# TO DO:
Gather every line from the items below that contains the word "ceiling" and copy each one in full.

════

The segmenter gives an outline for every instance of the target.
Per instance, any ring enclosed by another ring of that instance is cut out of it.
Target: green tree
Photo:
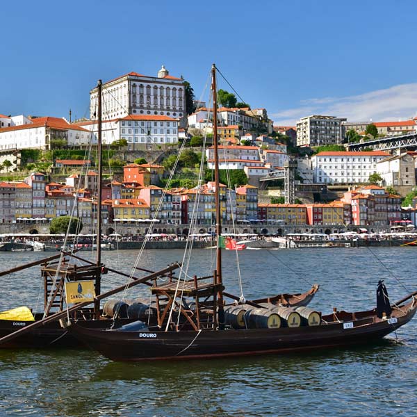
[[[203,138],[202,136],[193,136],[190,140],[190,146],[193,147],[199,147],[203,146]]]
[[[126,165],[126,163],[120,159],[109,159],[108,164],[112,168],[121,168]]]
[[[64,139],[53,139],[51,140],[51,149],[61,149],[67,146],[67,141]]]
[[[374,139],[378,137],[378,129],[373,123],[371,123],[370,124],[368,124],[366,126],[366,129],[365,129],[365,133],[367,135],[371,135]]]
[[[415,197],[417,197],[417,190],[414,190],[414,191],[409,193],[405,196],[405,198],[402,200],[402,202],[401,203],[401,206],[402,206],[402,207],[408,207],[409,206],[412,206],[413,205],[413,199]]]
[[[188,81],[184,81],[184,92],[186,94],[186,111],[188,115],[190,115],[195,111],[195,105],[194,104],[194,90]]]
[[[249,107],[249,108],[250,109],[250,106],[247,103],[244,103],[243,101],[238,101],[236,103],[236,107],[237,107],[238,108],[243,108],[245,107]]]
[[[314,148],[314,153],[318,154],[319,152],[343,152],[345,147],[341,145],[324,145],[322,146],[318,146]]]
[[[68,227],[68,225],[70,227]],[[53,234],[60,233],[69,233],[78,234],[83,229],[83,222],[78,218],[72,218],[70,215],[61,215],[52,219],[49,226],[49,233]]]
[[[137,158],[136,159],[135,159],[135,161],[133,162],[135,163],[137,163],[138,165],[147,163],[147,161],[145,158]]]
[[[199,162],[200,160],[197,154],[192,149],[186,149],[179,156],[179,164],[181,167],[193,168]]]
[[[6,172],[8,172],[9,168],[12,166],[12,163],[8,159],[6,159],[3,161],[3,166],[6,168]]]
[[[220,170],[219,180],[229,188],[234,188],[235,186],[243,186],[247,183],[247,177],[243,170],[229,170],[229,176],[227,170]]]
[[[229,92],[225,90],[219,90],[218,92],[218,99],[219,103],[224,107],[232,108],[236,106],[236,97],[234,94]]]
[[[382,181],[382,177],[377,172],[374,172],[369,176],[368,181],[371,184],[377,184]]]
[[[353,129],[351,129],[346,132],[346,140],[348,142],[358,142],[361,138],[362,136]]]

════

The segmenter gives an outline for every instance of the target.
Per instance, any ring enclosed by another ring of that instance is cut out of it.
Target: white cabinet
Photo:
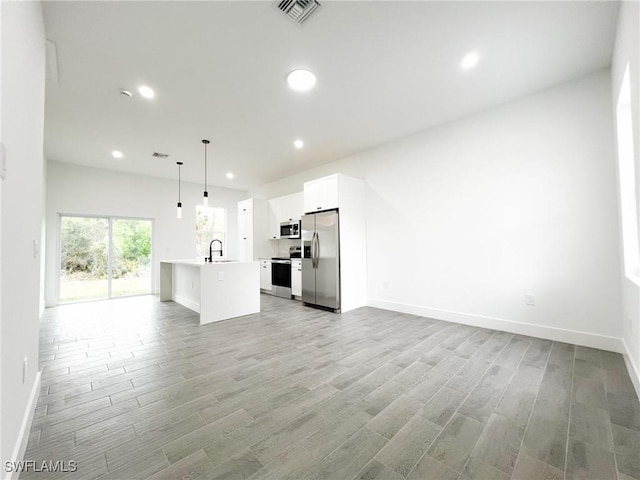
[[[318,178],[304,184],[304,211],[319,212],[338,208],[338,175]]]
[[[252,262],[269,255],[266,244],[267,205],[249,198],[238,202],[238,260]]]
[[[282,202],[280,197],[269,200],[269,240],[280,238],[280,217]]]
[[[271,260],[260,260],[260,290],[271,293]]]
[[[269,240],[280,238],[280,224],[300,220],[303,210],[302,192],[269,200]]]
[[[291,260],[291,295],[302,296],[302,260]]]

════

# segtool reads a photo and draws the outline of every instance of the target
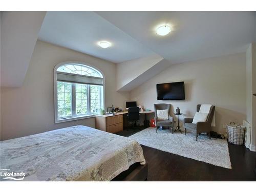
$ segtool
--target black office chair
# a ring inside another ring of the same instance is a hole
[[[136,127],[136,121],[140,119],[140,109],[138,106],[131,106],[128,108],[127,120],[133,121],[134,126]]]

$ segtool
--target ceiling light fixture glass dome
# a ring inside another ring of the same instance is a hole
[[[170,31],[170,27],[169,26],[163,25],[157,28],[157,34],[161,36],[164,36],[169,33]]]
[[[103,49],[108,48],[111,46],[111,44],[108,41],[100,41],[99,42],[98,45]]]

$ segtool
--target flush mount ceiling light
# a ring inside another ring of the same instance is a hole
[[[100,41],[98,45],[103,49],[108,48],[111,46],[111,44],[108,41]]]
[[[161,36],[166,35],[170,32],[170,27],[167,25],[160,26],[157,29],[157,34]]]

════

# IN RESPONSE:
--target ceiling light fixture glass dome
--target flush mount ceiling light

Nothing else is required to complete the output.